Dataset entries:
• • • •
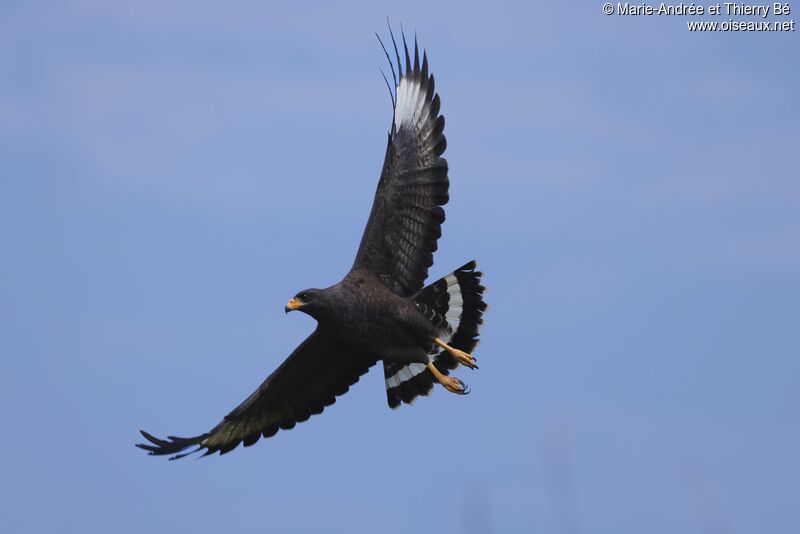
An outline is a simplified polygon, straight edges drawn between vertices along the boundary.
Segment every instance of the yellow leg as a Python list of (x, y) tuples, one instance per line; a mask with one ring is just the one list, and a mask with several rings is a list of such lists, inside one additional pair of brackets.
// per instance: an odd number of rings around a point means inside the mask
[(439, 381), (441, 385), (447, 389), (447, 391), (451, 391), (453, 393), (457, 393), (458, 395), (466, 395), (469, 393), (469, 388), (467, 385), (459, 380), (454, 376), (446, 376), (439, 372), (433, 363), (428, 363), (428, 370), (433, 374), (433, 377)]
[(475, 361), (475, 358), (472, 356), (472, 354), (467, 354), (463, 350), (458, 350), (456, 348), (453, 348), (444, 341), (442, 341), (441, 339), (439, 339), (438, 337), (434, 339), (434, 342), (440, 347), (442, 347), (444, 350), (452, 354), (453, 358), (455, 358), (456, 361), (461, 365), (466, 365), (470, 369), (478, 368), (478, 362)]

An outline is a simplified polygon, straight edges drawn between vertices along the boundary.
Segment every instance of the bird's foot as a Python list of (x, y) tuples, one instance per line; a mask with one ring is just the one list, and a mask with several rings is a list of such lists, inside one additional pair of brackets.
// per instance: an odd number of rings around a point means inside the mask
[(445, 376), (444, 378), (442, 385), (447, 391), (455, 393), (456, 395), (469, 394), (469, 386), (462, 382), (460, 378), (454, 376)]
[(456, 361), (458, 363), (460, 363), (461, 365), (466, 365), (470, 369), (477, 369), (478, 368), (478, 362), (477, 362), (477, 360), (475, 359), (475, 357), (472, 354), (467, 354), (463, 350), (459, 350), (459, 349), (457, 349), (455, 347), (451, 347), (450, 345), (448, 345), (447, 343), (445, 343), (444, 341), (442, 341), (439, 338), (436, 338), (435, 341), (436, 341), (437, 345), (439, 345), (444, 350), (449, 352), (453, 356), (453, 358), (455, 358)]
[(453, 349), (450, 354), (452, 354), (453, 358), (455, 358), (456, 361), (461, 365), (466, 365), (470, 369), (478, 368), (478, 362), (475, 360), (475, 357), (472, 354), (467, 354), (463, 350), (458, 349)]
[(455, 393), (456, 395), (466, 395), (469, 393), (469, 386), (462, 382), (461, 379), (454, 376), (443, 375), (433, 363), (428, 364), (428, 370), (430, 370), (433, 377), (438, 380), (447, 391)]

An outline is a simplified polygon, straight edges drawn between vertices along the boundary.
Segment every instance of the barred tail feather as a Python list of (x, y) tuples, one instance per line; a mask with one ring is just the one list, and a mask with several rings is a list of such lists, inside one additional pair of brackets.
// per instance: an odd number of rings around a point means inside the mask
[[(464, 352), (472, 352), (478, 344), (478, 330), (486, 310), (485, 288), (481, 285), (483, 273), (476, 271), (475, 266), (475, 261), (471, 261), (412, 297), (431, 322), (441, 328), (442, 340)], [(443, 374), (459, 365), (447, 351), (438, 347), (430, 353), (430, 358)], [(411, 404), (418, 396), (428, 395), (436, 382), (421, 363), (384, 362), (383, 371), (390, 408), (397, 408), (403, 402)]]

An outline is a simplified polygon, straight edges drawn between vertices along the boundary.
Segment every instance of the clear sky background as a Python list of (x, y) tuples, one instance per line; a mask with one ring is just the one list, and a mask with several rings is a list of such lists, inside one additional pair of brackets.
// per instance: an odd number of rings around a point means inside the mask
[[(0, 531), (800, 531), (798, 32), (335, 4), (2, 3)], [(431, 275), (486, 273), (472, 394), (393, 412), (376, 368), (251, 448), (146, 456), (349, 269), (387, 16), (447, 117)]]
• • • •
• _EXERCISE PROMPT_
The reply must consist of the records, repeated exactly, minus any images.

• _EXERCISE RESULT_
An outline is a simplified polygon, straight edges drawn between vertices along the boundary.
Segment every instance of the yellow leg as a Python list of (x, y) tuples, one instance per line; a mask with one ring is just the one list, and a mask with several rings is a list of such lists, inside one additional pair of brackets.
// per instance: an odd number of rings around a point means inside the mask
[(439, 381), (441, 385), (447, 389), (447, 391), (451, 391), (453, 393), (457, 393), (458, 395), (466, 395), (469, 393), (469, 388), (467, 385), (459, 380), (454, 376), (446, 376), (439, 372), (433, 363), (428, 363), (428, 370), (433, 374), (433, 377)]
[(475, 361), (475, 358), (472, 356), (472, 354), (467, 354), (463, 350), (458, 350), (456, 348), (453, 348), (444, 341), (442, 341), (441, 339), (439, 339), (438, 337), (434, 339), (434, 342), (440, 347), (442, 347), (444, 350), (452, 354), (453, 358), (455, 358), (456, 361), (461, 365), (466, 365), (470, 369), (478, 368), (478, 362)]

An outline is a simplified polygon, straight edges drawn between vertices along the boundary.
Segment every instance of the bird's foot as a Python list of (x, y) tuples, one instance per line; a mask with one ring is just the one list, and a mask with several rings is a list of such lists, inside one additional pair of brackets.
// per instance: an odd number of rings around a point means inside the mask
[(445, 376), (444, 378), (442, 385), (447, 391), (455, 393), (456, 395), (469, 394), (469, 386), (462, 382), (460, 378), (454, 376)]
[(456, 361), (458, 363), (460, 363), (461, 365), (466, 365), (470, 369), (477, 369), (478, 368), (478, 362), (477, 362), (477, 360), (475, 359), (475, 357), (472, 354), (467, 354), (463, 350), (459, 350), (459, 349), (457, 349), (455, 347), (451, 347), (450, 345), (448, 345), (447, 343), (445, 343), (444, 341), (442, 341), (439, 338), (436, 338), (435, 341), (436, 341), (437, 345), (439, 345), (444, 350), (449, 352), (453, 356), (453, 358), (455, 358)]
[(453, 349), (450, 354), (452, 354), (453, 358), (455, 358), (456, 361), (461, 365), (466, 365), (470, 369), (478, 368), (478, 362), (475, 360), (475, 357), (472, 354), (467, 354), (463, 350), (458, 349)]
[(455, 393), (456, 395), (466, 395), (469, 393), (469, 386), (462, 382), (461, 379), (454, 376), (443, 375), (433, 363), (428, 364), (428, 370), (430, 370), (433, 377), (438, 380), (447, 391)]

An outline is a simplified polygon, straight edges drawn between vertices along the boundary.
Segment every instance of the barred tail feather as a Python list of (x, y) tuples, one instance per line; a mask with one ring is just the one list, and a mask with several rings is a list of such lists, inside one additional pair of brackets.
// per instance: an odd number of rings around a point means inside the mask
[[(464, 352), (472, 352), (478, 344), (478, 330), (486, 310), (485, 288), (481, 285), (483, 273), (476, 271), (475, 266), (475, 261), (471, 261), (412, 297), (431, 322), (441, 328), (442, 340)], [(443, 374), (459, 365), (447, 351), (438, 347), (430, 353), (430, 358)], [(411, 404), (418, 396), (428, 395), (436, 382), (421, 363), (384, 362), (383, 371), (390, 408), (397, 408), (403, 402)]]

An outline is a simplified polygon, straight edges drawn between vertices along the boundary.
Segment every instance of the clear sky background as a Python list of (x, y) tuples, one instance per line; a mask with one ring is just the one list, and a mask with several rings is a list of such lists, inside one additional pair of brackets.
// per instance: an odd number of rings around a point means inside the mask
[[(0, 531), (800, 531), (798, 32), (335, 4), (2, 3)], [(431, 275), (486, 273), (472, 394), (393, 412), (376, 368), (251, 448), (146, 456), (349, 269), (387, 16), (447, 117)]]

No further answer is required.